• **Source material**:
↓↓↓

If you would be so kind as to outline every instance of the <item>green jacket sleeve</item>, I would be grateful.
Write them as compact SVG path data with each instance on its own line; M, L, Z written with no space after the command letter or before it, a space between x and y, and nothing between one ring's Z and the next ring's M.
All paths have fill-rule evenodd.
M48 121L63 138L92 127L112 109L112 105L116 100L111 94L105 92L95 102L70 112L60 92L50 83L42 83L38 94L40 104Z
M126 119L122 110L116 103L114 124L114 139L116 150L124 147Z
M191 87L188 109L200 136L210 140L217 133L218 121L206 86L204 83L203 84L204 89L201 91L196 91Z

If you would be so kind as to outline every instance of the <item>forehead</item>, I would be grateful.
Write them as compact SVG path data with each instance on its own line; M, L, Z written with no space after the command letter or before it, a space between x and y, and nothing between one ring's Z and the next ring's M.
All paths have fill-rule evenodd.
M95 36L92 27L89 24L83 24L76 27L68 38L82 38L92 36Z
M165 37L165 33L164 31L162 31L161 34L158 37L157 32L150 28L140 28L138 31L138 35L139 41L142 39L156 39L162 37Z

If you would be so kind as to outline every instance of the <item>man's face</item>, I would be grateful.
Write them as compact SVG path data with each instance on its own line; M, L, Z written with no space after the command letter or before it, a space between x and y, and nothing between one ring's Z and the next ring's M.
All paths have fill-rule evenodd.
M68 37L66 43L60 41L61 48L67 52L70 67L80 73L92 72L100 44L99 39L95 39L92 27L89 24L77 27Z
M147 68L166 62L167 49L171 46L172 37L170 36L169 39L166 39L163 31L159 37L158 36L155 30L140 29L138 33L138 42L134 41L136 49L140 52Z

↑↑↑
↓↓↓

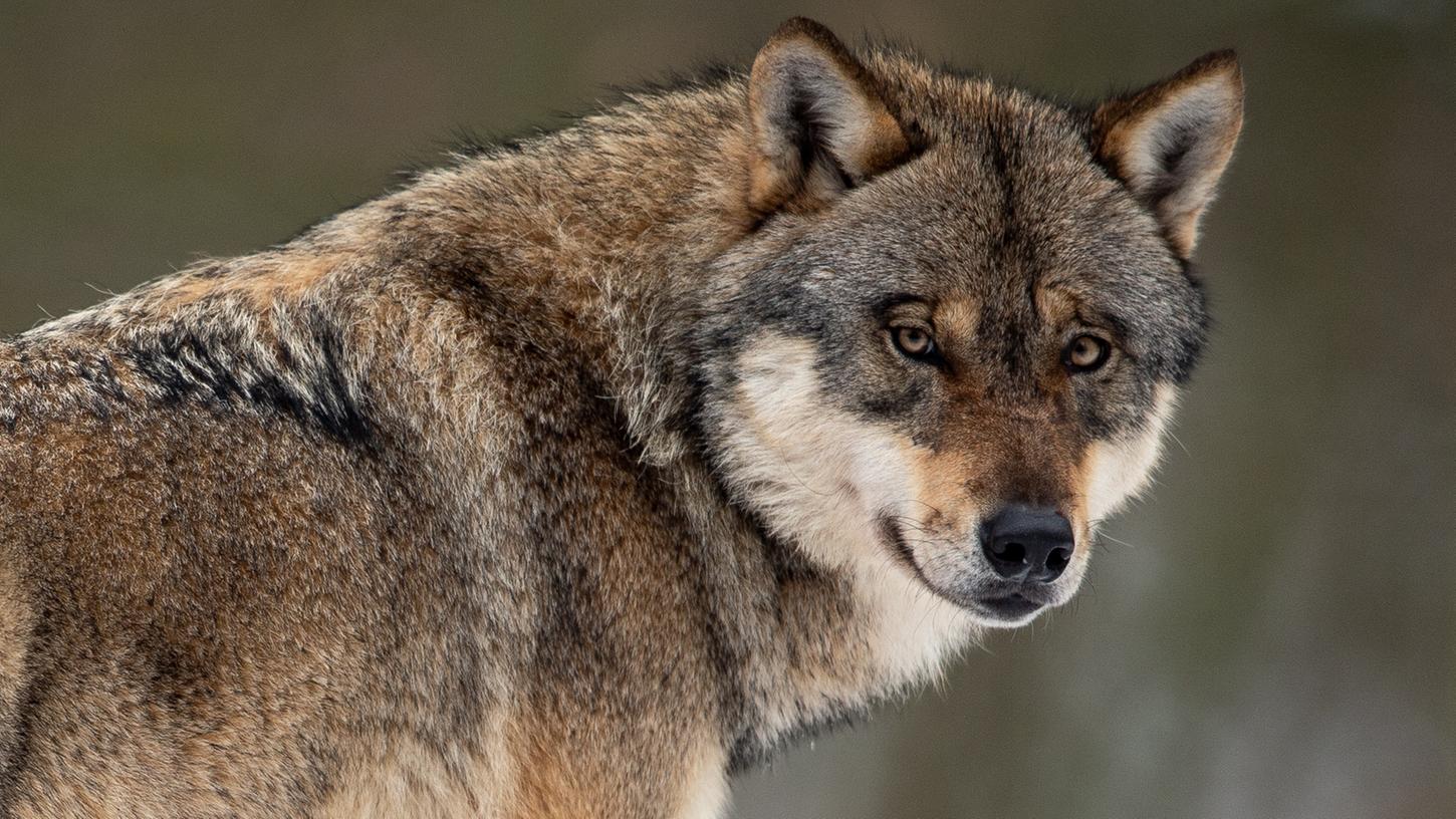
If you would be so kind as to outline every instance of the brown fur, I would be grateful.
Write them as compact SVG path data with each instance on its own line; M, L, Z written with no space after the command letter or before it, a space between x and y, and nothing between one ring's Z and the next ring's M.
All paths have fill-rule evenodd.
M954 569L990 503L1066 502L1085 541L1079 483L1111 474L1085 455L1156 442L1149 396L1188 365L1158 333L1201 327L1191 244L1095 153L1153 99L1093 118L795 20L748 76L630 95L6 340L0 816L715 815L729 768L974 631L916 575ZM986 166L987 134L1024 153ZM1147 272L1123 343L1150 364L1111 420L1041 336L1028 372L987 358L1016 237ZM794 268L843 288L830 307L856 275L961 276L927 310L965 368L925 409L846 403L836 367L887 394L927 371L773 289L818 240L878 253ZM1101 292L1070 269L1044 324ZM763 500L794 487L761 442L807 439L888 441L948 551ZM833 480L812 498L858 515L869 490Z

↑↑↑

Copy out, without alteration, the lines of the listing beginning with the line that contains "fur, I would be grateful." and continuing through the line that contains "M954 569L990 503L1066", with both of those lines included.

• **Answer to the exercise**:
If you would be so kind as to outline every instance of the brown fur, I would be grateful.
Write them as compact SVG path data with each instance on its own line; M, L, Z written with no space after the command letter or before it, a space between x and y, and nothing between one ring's Z and the next ring's M.
All paths have fill-rule evenodd.
M954 569L990 503L1066 502L1085 541L1079 483L1111 474L1085 455L1156 442L1149 396L1188 365L1158 333L1201 327L1191 244L1095 153L1153 99L1093 118L795 20L748 76L630 95L6 340L0 816L715 815L729 768L974 631L916 575ZM986 166L987 134L1024 153ZM1147 272L1123 343L1150 364L1111 420L1041 336L1028 372L987 358L1016 237ZM794 268L843 288L830 307L856 275L961 276L927 310L965 368L925 409L846 403L836 367L887 394L927 371L773 289L818 240L878 253ZM1101 292L1070 269L1044 324ZM763 500L794 487L761 442L807 439L888 441L948 551ZM833 480L812 498L858 515L869 490Z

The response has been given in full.